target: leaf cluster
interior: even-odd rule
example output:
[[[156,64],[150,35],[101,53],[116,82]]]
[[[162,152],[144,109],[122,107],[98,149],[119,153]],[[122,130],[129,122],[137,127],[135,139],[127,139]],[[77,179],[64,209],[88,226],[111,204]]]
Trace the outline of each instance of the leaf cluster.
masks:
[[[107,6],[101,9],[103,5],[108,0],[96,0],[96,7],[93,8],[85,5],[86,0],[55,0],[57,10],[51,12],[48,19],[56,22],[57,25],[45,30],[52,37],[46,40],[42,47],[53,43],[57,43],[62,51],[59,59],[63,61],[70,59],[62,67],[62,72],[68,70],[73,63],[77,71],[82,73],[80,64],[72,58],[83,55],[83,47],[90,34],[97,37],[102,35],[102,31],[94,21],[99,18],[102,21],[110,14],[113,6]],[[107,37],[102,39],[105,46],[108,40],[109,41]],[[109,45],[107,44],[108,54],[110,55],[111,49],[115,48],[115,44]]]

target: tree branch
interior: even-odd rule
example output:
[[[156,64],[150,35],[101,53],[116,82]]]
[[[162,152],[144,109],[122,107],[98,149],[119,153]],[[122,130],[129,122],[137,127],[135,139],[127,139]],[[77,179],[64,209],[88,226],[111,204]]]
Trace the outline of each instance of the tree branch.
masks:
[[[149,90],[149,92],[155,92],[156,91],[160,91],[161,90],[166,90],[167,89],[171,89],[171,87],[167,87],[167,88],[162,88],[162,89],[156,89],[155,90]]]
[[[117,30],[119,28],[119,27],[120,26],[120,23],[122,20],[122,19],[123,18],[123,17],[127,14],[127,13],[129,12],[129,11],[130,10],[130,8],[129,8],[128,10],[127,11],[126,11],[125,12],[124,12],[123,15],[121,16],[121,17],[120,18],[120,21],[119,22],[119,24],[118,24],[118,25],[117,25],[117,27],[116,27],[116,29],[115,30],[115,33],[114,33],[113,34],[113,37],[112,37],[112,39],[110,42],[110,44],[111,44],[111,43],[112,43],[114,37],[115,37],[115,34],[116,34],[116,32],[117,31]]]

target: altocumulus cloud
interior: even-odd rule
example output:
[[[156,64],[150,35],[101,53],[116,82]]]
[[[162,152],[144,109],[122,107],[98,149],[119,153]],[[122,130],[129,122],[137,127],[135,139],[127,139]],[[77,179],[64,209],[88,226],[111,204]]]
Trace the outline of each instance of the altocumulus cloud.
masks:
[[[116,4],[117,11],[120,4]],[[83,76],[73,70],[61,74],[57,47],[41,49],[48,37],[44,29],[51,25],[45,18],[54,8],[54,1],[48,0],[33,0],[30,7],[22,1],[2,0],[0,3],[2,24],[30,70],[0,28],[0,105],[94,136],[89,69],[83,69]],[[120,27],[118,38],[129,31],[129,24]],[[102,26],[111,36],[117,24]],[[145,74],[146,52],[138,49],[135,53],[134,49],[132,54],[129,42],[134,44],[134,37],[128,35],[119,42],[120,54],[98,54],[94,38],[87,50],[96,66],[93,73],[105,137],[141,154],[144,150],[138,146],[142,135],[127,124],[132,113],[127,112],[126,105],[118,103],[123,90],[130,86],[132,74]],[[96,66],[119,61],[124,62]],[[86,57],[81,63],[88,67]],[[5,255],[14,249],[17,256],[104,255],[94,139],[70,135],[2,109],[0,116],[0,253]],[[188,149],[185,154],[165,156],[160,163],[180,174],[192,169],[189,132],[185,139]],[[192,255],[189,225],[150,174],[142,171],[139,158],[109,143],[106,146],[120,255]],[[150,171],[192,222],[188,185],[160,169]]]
..............................
Short task
Count the lines in the data above that contain the string "each", treating uppercase and lowercase letters as different. Reply with the number alone.

Written answer
3